* [DOCUMENT EXTRACT]:
******

Using the R package
You can run ARMS by calling the arms function. Usage is best illustrated by examples, given in the next two sections.
Example: normal distribution
A very simple example, for which exact sampling is possible, is the unit normal distribution. This has the unnormalised log density of \(-\frac{x^2}{2}\), with the entire real line as its domain, and the density is log concave. This means we can use metropolis = FALSE to get exact independent samples:
output <- arms(
5000, function(x) -x ^ 2 / 2,
-1000, 1000,
metropolis = FALSE, include_n_evaluations = TRUE
)
print(str(output))
#> List of 2
#> $ n_evaluations: int 197
#> $ samples : num [1:5000] -0.0269 -0.3525 -0.4471 -1.6393 -0.3032 ...
#> NULL
hist(output$samples, br = 50, freq = FALSE, main = 'Normal samples')
shapiro.test(output$samples)
#>
#> Shapiro-Wilk normality test
#>
#> data: output$samples
#> W = 0.99969, p-value = 0.6795(Note: there are obviously better ways to sample this distribution—rnorm for a start.)

******

* [GIVEN DATA]:
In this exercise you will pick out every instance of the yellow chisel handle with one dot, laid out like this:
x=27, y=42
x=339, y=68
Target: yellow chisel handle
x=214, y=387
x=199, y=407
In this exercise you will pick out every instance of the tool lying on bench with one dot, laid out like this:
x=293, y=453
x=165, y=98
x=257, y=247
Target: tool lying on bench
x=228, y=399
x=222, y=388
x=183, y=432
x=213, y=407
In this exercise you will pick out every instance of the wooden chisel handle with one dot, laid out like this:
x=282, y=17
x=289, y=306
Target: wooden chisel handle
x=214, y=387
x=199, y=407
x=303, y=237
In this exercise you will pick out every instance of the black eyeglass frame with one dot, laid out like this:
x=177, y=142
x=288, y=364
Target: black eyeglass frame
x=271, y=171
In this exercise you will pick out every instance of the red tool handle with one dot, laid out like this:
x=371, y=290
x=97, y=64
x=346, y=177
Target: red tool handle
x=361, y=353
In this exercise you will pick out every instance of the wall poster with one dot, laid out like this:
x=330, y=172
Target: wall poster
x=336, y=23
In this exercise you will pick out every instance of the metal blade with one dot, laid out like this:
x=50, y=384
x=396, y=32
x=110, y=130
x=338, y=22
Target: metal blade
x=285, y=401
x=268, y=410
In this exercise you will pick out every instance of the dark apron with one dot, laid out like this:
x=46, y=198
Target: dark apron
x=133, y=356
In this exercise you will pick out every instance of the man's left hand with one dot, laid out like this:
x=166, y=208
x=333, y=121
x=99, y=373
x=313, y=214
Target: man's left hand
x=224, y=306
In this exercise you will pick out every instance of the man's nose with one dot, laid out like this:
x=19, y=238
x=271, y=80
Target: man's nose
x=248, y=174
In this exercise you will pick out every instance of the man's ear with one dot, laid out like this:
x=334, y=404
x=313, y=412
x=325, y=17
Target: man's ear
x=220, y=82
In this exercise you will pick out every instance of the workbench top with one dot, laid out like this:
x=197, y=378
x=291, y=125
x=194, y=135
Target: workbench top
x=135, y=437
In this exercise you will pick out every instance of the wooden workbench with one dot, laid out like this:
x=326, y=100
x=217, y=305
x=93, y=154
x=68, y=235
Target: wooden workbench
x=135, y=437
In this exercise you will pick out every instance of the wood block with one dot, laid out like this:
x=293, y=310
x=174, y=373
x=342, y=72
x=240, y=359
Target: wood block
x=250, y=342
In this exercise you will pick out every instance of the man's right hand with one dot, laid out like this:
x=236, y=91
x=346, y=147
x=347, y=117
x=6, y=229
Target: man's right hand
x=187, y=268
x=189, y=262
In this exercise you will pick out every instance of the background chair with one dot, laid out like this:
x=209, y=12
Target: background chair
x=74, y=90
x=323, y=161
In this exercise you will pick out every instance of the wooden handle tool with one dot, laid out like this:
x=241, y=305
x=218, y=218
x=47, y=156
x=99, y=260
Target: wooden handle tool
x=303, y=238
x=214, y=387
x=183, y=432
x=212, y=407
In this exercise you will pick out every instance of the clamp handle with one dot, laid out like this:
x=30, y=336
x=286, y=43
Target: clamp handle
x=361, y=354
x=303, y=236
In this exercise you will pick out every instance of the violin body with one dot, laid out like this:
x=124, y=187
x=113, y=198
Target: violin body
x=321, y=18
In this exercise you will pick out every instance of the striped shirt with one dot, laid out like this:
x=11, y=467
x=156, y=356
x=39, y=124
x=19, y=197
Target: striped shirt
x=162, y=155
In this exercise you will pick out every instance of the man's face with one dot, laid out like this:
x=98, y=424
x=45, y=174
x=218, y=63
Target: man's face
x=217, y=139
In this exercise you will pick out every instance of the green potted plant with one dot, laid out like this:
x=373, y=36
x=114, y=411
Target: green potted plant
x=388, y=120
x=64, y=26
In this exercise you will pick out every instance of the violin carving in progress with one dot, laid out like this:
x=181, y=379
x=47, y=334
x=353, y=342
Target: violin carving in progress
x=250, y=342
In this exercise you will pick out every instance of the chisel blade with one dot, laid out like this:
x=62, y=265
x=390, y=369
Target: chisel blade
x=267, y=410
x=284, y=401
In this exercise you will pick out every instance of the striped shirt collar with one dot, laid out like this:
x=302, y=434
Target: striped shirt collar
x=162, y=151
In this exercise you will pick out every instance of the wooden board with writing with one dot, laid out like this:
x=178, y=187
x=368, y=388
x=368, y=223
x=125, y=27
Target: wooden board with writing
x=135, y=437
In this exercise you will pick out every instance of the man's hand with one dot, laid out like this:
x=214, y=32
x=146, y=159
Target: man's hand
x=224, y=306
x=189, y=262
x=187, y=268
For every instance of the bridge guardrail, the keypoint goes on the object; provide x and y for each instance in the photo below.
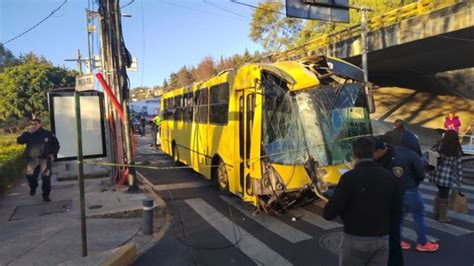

******

* [WRITTEN TASKS]:
1. In the records, swap "Target" for "Object" from the line with "the man's nose" up to and including the line with "x=303, y=236". Give back only those lines, with everything else unchanged.
2. Carry on the ARMS sampling guide in R from where it stops.

* [PER-TASK ANSWERS]:
1.
In this exercise you will pick out every instance of the man's nose with one dot, laid out like this:
x=19, y=238
x=271, y=80
Object: man's nose
x=248, y=174
In this exercise you will pick out every instance of the man's ear with one dot, laid out like this:
x=334, y=404
x=313, y=412
x=325, y=17
Object: man's ear
x=220, y=82
In this exercise you will pick out every instance of the workbench top with one dot, laid out like this:
x=197, y=378
x=291, y=125
x=194, y=135
Object: workbench top
x=135, y=437
In this exercise you will pick out every instance of the wooden workbench with one dot, laid out like this:
x=326, y=100
x=217, y=305
x=93, y=154
x=68, y=235
Object: wooden workbench
x=135, y=437
In this exercise you will pick out every instance of the wood block with one dot, laid out like this:
x=293, y=310
x=174, y=373
x=342, y=72
x=240, y=359
Object: wood block
x=250, y=342
In this exercise you will pick out every instance of the man's right hand with one dot, laid out like this:
x=236, y=91
x=346, y=147
x=347, y=117
x=6, y=229
Object: man's right hand
x=187, y=268
x=189, y=262
In this exercise you will pick out every instance of the background chair with one dot, laid out like this:
x=209, y=12
Object: background chair
x=74, y=90
x=323, y=161
In this exercise you will pick out every instance of the wooden handle tool with one dot, laid out like this:
x=241, y=305
x=218, y=218
x=47, y=156
x=99, y=260
Object: wooden handle tool
x=303, y=238
x=214, y=387
x=183, y=432
x=212, y=407
In this exercise you will pick out every instance of the clamp handle with one dot, laid out like this:
x=30, y=336
x=286, y=43
Object: clamp handle
x=361, y=354
x=303, y=236

2.
Example: mixture of normal distributions
Another simple example, but one for which the Metropolis-Hastings step is required, is a mixture of normal distributions. For instance, consider
\[ x \sim 0.4 N(-1, 1) + 0.6 N(4, 1), \]
which has a density that looks like
dnormmixture <- function(x) {
parts <- log(c(0.4, 0.6)) + dnorm(x, mean = c(-1, 4), log = TRUE)
log(sum(exp(parts - max(parts)))) + max(parts)
}
curve(exp(Vectorize(dnormmixture)(x)), -7, 10)
This distribution is not log-concave, so we need to use metropolis = TRUE to correct the inexactness caused by the use of an imperfect rejection distribution. Doing this we can sample from the distribution
samples <- arms(1000, dnormmixture, -1000, 1000)
hist(samples, freq = FALSE, br = 50)
curve(exp(Vectorize(dnormmixture)(x)), -7, 10, col = 'red', add = TRUE)